### Explore the material
A: According to the passage on DeLay's ethics troubles, why did the ethics committee privately chastise him in 1999?
B: Pick up the passage on DeLay's ethics troubles after its final sentence and keep writing it.

### Provided passage
Besides all this, DeLay has been implicated in other rule-bending or -breaking episodes. In 1999, the ethics committee privately chastised him for threatening an industry lobby group for daring to hire a Democrat. The Washington Post once quoted an unnamed lobbyist who claimed DeLay would not allow him to plead his client's case to the GOP leadership because he had not donated to Republicans. (Can you say "extortion"?) And, more notably, DeLay has been drawn into the net of the wide-ranging scandal involving Jack Abramoff, the indicted GOP lobbyist who allegedly bilked Indian tribes, who allegedly commited wire fraud (in a Florida casino deal that ended up with one of his minority partners being murdered allegedly by hit men), and who apparently picked up the tab for overseas trips with DeLay.

### Recorded information
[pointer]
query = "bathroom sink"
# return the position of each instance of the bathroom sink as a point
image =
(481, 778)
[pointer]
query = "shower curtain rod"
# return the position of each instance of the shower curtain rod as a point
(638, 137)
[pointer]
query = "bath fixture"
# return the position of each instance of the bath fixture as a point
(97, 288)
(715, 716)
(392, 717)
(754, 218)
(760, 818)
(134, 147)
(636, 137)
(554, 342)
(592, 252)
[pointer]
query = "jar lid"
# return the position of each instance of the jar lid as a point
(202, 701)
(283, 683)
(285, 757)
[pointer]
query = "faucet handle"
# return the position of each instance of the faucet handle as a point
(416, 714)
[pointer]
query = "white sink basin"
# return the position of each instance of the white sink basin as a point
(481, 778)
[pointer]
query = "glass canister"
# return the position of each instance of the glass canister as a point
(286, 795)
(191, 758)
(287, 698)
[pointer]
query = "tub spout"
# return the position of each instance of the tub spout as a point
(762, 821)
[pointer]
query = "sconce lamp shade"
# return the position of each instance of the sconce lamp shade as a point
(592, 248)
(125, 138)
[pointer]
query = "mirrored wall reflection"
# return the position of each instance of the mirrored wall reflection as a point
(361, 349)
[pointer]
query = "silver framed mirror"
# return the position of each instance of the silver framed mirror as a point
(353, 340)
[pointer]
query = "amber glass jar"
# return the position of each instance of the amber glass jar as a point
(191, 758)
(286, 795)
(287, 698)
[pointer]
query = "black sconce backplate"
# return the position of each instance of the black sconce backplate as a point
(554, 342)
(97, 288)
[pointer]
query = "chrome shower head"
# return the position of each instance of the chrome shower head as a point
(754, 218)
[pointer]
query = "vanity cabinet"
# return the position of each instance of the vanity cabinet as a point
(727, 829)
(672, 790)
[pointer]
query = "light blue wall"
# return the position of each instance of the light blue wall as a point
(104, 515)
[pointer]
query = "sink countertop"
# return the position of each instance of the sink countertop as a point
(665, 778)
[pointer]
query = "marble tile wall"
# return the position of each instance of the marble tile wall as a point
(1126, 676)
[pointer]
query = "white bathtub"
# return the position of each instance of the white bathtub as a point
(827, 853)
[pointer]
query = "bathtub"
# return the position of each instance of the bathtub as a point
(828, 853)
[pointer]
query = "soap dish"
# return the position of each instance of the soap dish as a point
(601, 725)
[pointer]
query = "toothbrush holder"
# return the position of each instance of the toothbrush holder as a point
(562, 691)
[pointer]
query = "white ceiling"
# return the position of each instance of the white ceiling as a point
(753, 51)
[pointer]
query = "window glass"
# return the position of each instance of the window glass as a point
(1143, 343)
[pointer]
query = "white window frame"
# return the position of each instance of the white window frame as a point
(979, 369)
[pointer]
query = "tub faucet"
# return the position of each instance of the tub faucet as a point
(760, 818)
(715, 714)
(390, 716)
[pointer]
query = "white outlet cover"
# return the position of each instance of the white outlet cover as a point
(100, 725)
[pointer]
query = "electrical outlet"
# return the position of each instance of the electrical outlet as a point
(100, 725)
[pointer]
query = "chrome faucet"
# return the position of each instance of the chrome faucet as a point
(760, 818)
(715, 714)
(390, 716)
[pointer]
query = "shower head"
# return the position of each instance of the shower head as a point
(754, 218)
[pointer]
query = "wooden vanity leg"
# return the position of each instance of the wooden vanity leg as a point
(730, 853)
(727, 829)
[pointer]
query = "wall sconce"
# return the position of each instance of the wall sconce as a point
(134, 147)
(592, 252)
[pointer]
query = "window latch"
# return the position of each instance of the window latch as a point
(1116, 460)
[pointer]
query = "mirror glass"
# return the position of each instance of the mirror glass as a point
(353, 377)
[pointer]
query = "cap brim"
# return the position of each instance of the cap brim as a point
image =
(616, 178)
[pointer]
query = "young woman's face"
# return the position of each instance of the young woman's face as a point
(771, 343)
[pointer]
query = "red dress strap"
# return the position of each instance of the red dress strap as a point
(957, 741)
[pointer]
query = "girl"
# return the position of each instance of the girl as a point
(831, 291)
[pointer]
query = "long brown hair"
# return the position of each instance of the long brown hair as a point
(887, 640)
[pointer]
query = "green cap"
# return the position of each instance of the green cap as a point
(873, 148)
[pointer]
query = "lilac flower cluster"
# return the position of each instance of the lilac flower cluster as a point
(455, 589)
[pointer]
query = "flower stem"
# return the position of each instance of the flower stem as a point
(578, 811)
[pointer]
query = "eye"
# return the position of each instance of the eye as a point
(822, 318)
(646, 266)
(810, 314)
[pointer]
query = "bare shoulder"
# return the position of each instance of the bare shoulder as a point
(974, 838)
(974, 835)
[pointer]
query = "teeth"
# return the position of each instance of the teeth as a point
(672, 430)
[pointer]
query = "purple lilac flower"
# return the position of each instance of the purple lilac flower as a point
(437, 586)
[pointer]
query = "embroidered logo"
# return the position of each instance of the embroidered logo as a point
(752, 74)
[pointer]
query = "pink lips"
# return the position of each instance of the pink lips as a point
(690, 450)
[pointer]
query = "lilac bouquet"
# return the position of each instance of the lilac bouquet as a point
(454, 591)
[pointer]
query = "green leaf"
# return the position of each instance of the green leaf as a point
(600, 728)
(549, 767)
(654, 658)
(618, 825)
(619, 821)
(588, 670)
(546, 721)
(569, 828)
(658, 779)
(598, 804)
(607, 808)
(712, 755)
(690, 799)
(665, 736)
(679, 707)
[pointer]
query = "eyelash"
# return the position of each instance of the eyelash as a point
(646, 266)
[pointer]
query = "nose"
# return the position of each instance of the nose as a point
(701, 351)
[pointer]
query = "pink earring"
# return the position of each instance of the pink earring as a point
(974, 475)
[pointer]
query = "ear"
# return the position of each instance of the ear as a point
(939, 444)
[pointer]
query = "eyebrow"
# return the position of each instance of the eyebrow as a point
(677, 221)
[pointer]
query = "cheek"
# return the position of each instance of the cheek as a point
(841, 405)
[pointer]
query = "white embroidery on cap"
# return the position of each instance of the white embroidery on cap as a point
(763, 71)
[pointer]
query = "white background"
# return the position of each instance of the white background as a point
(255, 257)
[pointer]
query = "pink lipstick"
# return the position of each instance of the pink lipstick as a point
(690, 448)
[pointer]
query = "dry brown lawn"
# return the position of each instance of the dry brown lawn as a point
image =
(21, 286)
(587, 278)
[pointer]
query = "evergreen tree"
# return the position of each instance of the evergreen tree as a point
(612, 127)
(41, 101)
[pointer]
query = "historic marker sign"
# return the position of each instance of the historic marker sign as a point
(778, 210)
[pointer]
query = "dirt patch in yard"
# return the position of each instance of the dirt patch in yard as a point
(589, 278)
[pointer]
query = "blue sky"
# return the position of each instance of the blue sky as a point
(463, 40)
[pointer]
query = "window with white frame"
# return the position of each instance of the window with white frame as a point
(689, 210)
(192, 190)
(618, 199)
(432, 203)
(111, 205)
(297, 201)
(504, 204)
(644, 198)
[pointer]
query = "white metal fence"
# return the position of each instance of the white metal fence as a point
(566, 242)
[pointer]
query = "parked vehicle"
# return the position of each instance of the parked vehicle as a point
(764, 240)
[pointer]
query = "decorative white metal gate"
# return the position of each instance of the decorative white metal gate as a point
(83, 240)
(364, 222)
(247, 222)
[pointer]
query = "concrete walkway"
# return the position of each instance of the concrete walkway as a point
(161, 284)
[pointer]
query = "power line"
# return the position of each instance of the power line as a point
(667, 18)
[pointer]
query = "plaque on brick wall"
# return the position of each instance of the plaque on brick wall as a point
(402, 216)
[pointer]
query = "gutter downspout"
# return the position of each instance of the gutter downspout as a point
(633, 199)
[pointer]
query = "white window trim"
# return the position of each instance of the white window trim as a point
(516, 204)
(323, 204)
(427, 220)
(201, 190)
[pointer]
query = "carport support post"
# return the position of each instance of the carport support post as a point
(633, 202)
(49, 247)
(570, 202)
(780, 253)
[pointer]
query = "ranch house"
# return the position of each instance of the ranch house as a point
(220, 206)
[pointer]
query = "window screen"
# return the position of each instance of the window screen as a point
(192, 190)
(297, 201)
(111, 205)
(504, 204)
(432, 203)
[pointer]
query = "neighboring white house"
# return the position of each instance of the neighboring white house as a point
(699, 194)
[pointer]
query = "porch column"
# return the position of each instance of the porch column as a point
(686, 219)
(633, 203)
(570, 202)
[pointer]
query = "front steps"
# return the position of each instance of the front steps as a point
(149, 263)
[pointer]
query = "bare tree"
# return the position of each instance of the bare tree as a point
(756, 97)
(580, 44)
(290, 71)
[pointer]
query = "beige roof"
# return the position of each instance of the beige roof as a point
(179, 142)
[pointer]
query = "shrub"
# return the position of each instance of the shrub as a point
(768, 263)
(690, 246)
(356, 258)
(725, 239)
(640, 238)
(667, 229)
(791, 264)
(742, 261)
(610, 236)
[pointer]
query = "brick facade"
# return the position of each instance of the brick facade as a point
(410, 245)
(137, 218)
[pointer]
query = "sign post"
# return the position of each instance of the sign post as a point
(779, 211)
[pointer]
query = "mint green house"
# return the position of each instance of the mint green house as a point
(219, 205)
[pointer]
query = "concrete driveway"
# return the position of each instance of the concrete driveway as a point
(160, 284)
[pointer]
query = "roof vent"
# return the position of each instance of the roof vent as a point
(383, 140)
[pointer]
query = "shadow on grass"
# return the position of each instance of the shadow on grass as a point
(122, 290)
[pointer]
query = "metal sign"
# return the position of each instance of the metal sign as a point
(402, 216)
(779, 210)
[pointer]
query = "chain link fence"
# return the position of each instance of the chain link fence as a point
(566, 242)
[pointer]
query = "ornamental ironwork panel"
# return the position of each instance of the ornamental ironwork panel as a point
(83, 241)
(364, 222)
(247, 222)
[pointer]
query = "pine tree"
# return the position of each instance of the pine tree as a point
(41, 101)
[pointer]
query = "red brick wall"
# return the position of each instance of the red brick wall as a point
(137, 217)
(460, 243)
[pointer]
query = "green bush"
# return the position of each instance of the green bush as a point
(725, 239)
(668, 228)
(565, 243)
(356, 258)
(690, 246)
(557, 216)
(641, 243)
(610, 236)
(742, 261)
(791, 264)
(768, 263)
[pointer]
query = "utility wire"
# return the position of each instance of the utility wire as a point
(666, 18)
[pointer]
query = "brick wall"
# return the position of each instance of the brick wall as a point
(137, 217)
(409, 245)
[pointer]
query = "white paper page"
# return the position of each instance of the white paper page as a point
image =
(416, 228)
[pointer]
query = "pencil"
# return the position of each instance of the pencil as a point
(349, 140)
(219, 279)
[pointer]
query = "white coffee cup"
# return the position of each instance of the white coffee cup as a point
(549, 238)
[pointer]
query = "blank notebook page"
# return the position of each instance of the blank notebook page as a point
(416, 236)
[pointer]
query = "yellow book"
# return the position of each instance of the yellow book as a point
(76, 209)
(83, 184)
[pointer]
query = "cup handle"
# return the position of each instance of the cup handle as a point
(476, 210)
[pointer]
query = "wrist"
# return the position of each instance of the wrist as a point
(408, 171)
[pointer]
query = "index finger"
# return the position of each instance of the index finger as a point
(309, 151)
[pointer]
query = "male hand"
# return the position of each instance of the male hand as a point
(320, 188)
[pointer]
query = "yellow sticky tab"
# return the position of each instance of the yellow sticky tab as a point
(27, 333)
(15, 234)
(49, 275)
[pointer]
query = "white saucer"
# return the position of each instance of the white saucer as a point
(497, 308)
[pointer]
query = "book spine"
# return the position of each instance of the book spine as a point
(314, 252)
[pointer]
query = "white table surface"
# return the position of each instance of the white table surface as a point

### Responses by task
A: For threatening an industry lobby group for daring to hire a Democrat.

B:
The Texas indictment--in which DeLay and his associates are accused of illegally running corporate contributions through the national Republican party in order to skirt the state ban on corporate donations to local candidates--is but one questionable episode in DeLay's history. But it is now the biggest and most direct threat to his future. Conviction could lead to a fine and imprisonment--and removal from the House. His lawyer quickly dismissed the indictment as a "skunk." And DeLay came out hammering. But, as Dezenhall pointed out, there is only so much DeLay can do. Spin cannot derail the criminal proceedings underway. A judge and a jury will have the last word on this indictment. The former exterminator who became arguably the most powerful man on Capitol Hill (see my piece on how he took control of NASA) is at the mercy of others whom--we assume--he cannot bully. And the damage to come may end up being beyond his control.
On September 26, the board of the Corporation for Public Broadcasting elected its new chairperson and vice-chairperson, and the eight-member board--which contains only two Democrats--selected two conservative Republican funders for these posts. Cheryl Halpern will succeed the embattled liberal-hunter Kenneth Tomlinson as chair. Gay Hart Gaines will be vice-chair. The board chose Gaines over an independent.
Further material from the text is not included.